◆ **WHAT IS BEING ASKED**
In the reply, include exactly the lines of the entries below from the first to the line with "The annotator labeled the white", that line included.

◆ **EXTRACTED MATERIAL**
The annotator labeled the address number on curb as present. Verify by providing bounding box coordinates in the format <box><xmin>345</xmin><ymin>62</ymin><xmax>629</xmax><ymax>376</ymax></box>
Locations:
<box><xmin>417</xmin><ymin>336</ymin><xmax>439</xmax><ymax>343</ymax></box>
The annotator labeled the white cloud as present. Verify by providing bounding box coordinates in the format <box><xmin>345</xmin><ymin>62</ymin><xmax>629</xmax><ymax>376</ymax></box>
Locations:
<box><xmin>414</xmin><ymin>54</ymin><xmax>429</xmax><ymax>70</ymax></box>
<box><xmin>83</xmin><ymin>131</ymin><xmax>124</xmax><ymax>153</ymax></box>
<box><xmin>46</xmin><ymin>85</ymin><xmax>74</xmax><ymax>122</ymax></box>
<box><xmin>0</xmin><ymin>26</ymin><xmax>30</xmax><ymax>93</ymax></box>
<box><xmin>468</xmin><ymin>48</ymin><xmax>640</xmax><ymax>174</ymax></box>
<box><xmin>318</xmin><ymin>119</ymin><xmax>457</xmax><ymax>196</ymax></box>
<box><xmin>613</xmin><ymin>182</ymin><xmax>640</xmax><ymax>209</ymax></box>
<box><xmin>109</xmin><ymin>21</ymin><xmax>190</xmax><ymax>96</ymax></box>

◆ **COMPLETED TASK**
The annotator labeled the address number on curb as present. Verify by providing bounding box coordinates in the format <box><xmin>345</xmin><ymin>62</ymin><xmax>629</xmax><ymax>376</ymax></box>
Locations:
<box><xmin>417</xmin><ymin>336</ymin><xmax>439</xmax><ymax>343</ymax></box>
The annotator labeled the white cloud as present. Verify by providing bounding box coordinates in the format <box><xmin>345</xmin><ymin>62</ymin><xmax>629</xmax><ymax>376</ymax></box>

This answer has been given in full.